> [Data supplied]:
▼▼▼

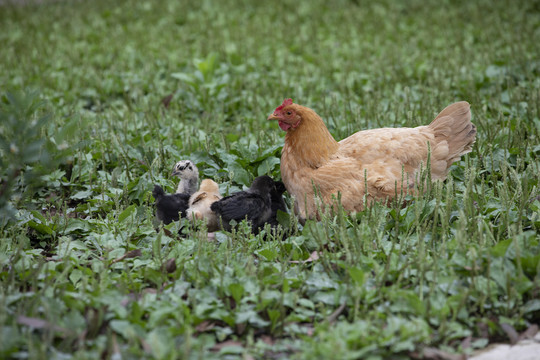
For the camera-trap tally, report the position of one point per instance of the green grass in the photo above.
(85, 274)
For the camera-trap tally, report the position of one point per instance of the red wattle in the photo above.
(283, 125)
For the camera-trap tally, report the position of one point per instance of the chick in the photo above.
(276, 197)
(189, 176)
(169, 207)
(254, 204)
(200, 203)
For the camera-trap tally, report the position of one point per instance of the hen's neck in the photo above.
(311, 144)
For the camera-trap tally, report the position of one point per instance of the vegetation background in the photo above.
(99, 99)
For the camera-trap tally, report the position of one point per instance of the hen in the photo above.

▲▲▲

> [Written request]: Change every "camera-trap tally" in the lines above to "wildlife survey" and write the lines out again, keeping everything else the same but leaving out the pictures.

> [Answer in full]:
For the wildlife survey, report the position of one point per instance of the green grass in the photo above.
(85, 274)
For the wildlife survey, report the position of one point per instance of the red wattle in the photo above.
(283, 125)
For the wildlife survey, report the position of one point per instance of the chick in the photo above.
(276, 197)
(189, 176)
(169, 207)
(254, 204)
(200, 203)
For the wildlife survey, report the position of one point per instance of the hen's neck in the photo above.
(311, 144)
For the wildlife survey, report the position of one point per instance of the vegetation background in the photo above.
(99, 99)
For the wildlife survey, report the position of one point per instance of the hen in the photo above.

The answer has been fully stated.